→ Exercise description
Reproduce the records from the line with "Find the <item>farmland" through the end of the records, swapping "farmland" for "pasture" and leaving everything else unchanged.

→ Extracted data

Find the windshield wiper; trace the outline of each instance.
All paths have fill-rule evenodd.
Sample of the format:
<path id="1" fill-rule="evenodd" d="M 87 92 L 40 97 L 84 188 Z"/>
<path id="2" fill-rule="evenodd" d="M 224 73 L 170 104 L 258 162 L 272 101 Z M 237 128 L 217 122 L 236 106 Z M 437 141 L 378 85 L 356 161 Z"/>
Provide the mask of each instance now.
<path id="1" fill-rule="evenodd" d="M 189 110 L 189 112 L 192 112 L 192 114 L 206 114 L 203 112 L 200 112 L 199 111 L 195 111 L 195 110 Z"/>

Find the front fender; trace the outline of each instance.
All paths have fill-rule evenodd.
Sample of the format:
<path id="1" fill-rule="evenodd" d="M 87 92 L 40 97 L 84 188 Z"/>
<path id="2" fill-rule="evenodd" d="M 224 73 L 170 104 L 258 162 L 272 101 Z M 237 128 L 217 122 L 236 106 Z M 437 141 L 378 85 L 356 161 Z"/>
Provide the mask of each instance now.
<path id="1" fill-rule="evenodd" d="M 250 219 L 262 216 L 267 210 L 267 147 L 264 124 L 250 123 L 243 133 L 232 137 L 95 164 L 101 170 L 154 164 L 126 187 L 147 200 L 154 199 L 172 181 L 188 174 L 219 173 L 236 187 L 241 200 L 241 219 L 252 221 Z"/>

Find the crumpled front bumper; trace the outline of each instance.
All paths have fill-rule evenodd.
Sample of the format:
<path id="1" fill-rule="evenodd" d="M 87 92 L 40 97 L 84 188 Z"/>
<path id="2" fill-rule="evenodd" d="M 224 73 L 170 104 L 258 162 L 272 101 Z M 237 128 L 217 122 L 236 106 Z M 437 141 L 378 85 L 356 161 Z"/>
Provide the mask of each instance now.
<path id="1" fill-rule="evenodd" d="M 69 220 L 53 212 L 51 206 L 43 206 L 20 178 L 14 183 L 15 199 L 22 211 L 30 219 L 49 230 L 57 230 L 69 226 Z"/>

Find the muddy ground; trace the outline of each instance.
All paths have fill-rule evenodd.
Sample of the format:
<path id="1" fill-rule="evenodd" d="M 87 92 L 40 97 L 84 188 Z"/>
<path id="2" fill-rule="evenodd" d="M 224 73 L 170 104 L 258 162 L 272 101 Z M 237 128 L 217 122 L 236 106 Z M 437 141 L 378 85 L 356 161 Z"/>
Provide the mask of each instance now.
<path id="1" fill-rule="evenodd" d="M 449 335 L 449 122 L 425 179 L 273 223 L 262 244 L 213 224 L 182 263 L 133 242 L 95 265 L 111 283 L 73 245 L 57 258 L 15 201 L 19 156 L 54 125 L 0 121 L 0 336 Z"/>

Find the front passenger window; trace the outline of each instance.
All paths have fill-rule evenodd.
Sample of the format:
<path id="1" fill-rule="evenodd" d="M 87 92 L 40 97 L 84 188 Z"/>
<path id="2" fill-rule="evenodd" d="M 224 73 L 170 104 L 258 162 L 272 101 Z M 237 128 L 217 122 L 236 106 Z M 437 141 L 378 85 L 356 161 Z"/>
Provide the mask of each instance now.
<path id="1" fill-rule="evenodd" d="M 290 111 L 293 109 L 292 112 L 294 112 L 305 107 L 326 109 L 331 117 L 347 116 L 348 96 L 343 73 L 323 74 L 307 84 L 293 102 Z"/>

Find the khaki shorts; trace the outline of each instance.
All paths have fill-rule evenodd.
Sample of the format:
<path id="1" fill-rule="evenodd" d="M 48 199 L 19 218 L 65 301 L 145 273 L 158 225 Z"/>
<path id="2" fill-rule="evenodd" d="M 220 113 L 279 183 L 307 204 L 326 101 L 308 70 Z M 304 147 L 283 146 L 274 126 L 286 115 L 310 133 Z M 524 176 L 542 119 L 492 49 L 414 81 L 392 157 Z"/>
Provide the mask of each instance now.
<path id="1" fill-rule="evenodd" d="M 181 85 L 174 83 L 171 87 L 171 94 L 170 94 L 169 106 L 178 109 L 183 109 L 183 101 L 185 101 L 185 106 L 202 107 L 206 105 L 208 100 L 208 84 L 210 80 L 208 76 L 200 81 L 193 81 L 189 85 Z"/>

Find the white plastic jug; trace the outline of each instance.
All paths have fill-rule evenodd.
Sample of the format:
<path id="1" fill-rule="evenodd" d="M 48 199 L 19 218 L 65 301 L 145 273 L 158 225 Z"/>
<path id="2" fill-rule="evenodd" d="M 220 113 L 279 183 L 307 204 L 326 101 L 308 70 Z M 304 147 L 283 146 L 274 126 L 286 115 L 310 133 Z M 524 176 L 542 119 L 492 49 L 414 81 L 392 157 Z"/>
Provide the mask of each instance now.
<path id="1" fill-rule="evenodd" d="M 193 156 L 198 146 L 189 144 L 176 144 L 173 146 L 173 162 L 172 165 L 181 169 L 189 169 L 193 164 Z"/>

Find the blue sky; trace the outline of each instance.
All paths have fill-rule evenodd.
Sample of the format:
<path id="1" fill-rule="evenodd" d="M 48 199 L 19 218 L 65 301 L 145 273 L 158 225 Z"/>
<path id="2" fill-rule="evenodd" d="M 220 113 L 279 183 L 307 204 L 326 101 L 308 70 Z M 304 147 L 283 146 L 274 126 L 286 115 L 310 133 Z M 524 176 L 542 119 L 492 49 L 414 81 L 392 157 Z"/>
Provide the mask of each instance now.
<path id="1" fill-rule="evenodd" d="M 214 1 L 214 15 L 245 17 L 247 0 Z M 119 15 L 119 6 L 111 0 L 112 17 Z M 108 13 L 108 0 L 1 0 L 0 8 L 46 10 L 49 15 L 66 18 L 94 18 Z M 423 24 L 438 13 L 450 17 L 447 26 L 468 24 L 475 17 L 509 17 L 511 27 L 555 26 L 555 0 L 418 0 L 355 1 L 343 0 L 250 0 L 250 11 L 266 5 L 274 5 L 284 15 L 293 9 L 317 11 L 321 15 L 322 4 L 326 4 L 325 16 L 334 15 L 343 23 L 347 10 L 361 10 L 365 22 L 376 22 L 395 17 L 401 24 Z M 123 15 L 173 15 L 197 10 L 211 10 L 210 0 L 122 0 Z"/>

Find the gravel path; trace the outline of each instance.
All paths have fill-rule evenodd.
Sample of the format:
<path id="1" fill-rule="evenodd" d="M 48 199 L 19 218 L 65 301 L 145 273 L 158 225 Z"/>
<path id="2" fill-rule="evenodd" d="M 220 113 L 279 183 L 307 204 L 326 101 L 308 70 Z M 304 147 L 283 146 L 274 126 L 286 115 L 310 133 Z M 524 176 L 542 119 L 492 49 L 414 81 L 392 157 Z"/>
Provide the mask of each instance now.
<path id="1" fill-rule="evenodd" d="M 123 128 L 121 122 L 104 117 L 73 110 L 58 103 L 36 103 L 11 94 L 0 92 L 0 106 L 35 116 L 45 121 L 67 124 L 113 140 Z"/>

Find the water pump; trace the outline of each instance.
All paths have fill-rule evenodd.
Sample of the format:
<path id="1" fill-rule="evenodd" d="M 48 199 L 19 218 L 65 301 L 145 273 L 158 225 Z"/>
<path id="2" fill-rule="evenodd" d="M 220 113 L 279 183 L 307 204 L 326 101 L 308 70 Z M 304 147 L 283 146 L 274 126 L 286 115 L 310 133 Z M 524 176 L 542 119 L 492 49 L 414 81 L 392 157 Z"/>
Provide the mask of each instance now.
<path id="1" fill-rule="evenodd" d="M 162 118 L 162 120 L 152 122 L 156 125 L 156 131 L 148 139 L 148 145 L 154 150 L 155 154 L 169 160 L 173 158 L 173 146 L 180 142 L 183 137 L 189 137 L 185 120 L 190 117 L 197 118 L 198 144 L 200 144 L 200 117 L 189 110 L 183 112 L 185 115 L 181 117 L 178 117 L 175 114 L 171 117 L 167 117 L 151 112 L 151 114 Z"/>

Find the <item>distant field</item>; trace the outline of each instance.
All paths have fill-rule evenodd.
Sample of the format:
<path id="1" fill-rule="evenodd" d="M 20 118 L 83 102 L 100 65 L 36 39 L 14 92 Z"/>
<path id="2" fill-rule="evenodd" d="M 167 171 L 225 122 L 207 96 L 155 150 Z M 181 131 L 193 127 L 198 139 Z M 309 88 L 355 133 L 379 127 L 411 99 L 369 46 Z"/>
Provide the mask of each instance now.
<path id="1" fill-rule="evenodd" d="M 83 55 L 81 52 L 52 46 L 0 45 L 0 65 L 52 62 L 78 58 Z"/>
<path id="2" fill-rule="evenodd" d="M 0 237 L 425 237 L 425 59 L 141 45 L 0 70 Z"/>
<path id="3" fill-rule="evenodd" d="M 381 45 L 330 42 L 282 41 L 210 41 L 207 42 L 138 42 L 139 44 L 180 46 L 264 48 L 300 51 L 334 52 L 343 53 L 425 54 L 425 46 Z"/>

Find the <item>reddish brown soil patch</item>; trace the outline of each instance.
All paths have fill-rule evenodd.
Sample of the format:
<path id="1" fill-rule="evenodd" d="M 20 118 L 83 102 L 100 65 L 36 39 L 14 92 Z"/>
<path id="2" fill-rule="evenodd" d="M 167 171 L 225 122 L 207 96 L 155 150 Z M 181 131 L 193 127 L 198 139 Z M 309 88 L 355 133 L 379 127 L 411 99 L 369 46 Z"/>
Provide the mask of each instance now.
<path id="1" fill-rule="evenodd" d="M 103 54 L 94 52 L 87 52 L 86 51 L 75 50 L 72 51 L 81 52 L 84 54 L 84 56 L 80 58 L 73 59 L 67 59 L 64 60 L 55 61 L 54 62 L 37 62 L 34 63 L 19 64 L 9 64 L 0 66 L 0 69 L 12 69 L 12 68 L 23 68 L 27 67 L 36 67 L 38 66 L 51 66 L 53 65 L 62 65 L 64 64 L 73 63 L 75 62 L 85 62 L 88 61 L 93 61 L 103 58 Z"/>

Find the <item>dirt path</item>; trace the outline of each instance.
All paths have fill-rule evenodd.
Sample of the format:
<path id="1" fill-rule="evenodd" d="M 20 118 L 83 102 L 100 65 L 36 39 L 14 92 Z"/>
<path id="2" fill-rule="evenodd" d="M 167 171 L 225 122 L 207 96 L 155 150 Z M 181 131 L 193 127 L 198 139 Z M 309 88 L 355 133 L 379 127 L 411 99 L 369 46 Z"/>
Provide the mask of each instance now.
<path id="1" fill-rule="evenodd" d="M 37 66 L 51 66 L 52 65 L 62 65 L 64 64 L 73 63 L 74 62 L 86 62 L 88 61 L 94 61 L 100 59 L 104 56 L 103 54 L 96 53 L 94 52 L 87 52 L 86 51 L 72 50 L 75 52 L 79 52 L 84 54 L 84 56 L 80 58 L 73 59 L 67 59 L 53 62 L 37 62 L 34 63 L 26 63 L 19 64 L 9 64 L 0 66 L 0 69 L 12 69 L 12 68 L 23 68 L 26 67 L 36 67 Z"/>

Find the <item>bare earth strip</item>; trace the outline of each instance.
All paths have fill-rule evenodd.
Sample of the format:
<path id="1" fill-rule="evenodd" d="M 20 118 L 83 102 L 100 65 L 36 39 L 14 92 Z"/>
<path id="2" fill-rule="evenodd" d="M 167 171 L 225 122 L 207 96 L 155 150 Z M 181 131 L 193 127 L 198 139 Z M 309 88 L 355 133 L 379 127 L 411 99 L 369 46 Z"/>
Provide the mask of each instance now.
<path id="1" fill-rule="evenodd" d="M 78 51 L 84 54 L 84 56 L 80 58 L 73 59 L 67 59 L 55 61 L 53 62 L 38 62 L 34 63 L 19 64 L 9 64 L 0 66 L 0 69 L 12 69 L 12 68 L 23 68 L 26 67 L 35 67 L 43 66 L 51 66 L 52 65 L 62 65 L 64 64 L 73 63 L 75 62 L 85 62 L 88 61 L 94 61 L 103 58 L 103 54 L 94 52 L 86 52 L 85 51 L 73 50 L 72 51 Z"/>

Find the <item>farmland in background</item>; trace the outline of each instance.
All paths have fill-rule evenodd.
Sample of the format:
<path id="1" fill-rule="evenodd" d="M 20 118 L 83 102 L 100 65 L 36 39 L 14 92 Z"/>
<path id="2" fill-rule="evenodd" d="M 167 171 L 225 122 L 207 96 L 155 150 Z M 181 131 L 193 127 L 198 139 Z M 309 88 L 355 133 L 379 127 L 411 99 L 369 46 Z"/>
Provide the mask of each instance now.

→ Task response
Find the <item>pasture in background</item>; trace the outline of each instance.
All paths have fill-rule evenodd.
Sample of the format:
<path id="1" fill-rule="evenodd" d="M 20 118 L 83 102 L 100 65 L 36 39 L 14 92 Z"/>
<path id="2" fill-rule="evenodd" d="M 167 171 L 225 122 L 207 96 L 155 150 Z M 181 131 L 193 127 L 198 139 Z M 309 88 L 355 133 L 379 127 L 411 99 L 369 46 Z"/>
Provide the mask of each instance now.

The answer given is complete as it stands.